§ **Text segment**:

--------

One way of doing this is to add a copy of the tun_key to each union
that could possibly be the end of the struct.  We essentially do that
with the TCP/UDP ports which could follow either a IPv4 or IPv6
header.  However in the case of tunnels there are many more possible
end locations (I count 7) and whereas L4 ports logically follows the
L3 header that's not really the case with tunnels, we're just moving
them around because we can and the benefit is large.

I think what I would do is to make struct tun completely independent
of struct sw_flow_key and then have it "float" over where ever we
decide is the end of the flow struct.  It's a little messy if you want
random access to it because you have to compute the size of the
earlier members but in practice don't think we ever do so it shouldn't
be too bad.

> diff --git a/datapath/tunnel.c b/datapath/tunnel.c
> index d651c11..0687f80 100644
> --- a/datapath/tunnel.c
> +++ b/datapath/tunnel.c
> @@ -799,10 +786,10 @@ static void create_tunnel_header(const struct vport 
> *vport,
>         iph->ihl        = sizeof(struct iphdr) >> 2;
>         iph->frag_off   = htons(IP_DF);
>         iph->protocol   = tnl_vport->tnl_ops->ipproto;
> -       iph->tos        = mutable->tos;
> +       iph->tos        = mutable->tos;
>         iph->daddr      = rt->rt_dst;
>         iph->saddr      = rt->rt_src;
> -       iph->ttl        = mutable->ttl;
> +       iph->ttl        = mutable->ttl;

It looks like these might have been converted from tabs to spaces.

> @@ -1029,7 +1017,8 @@ static struct rtable *__find_route(const struct 
> tnl_mutable_config *mutable,
>
>  static struct rtable *find_route(struct vport *vport,
>                                  const struct tnl_mutable_config *mutable,
> -                                u8 tos, struct tnl_cache **cache)
> +                                u8 tos, __be32 daddr, __be32 saddr,
> +                                struct tnl_cache **cache)

Can we make the argument list here match __find_route (where
possible)?  In particular, it's confusing that daddr and saddr are in
opposite order and no static checker will be able to catch those
mistakes.

> @@ -1219,11 +1213,23 @@ int ovs_tnl_send(struct vport *vport, struct sk_buff 
> *skb)
>
>         if (mutable->flags & TNL_F_TOS_INHERIT)
>                 tos = inner_tos;
> +       else if (OVS_CB(skb)->tun_key && OVS_CB(skb)->tun_key->ipv4_tos != 0)

--------

§ **To-do list**:
(1) In the patch review, how many possible end locations does the reviewer count for tunnels?
(2) Continue the patch review from the point where it stops.

§ **Given material**:
--------

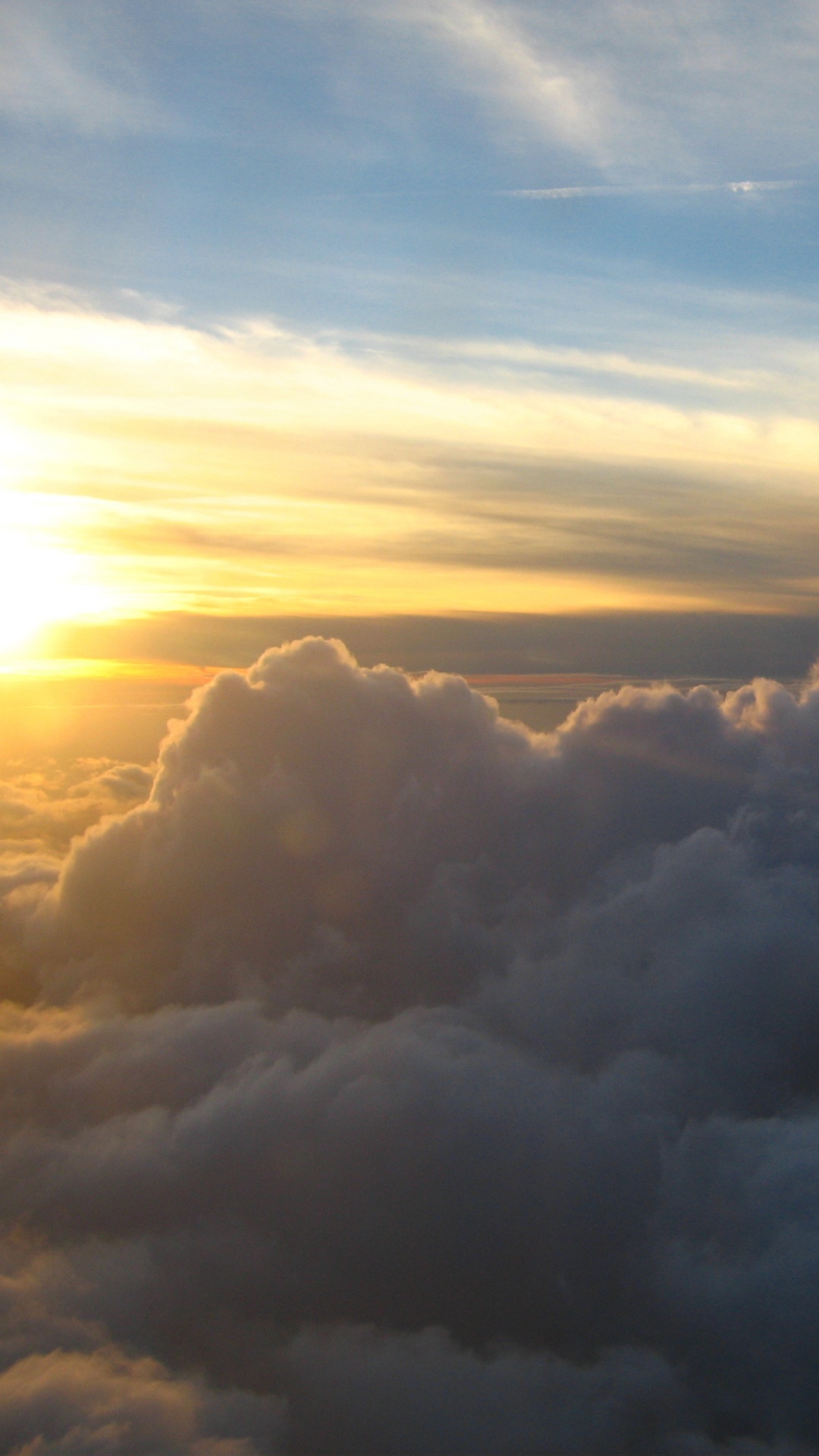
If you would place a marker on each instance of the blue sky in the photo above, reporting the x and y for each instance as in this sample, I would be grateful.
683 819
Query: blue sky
513 207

--------

§ **Answers per task**:
(1) Seven.

(2)
> +               tos = OVS_CB(skb)->tun_key->ipv4_tos;
>         else
>                 tos = mutable->tos;
>
> +       if (OVS_CB(skb)->tun_key && OVS_CB(skb)->tun_key->ipv4_dst != 0)
> +               daddr = OVS_CB(skb)->tun_key->ipv4_dst;
> +       else
> +               daddr = mutable->key.daddr;
> +
> +       if (OVS_CB(skb)->tun_key && OVS_CB(skb)->tun_key->ipv4_src != 0)
> +               saddr = OVS_CB(skb)->tun_key->ipv4_src;
> +       else
> +               saddr = mutable->key.saddr;

For these checks I think we actually want to always check for
tun_key->ipv4_dst != 0 as indicator for which type of tunnel key we
are using rather than to check for the actual value.  For example, in
the case of ipv4_tos it's quite possible that 0 is the actual value
that is intended to be set.  If it is set then I would use it,
overriding any other settings.

> diff --git a/datapath/tunnel.h b/datapath/tunnel.h
> index 1924017..78a4d14 100644
> --- a/datapath/tunnel.h
> +++ b/datapath/tunnel.h
> @@ -286,4 +286,14 @@ static inline struct tnl_vport *tnl_vport_priv(const 
> struct vport *vport)
>         return vport_priv(vport);
>  }
>
> +static inline void tun_key_init(struct ovs_key_ipv4_tunnel *tun_key,
> +                                const struct iphdr *iph, __be64 tun_id)

Can you use tnl_ as the prefix here like the other functions in this file?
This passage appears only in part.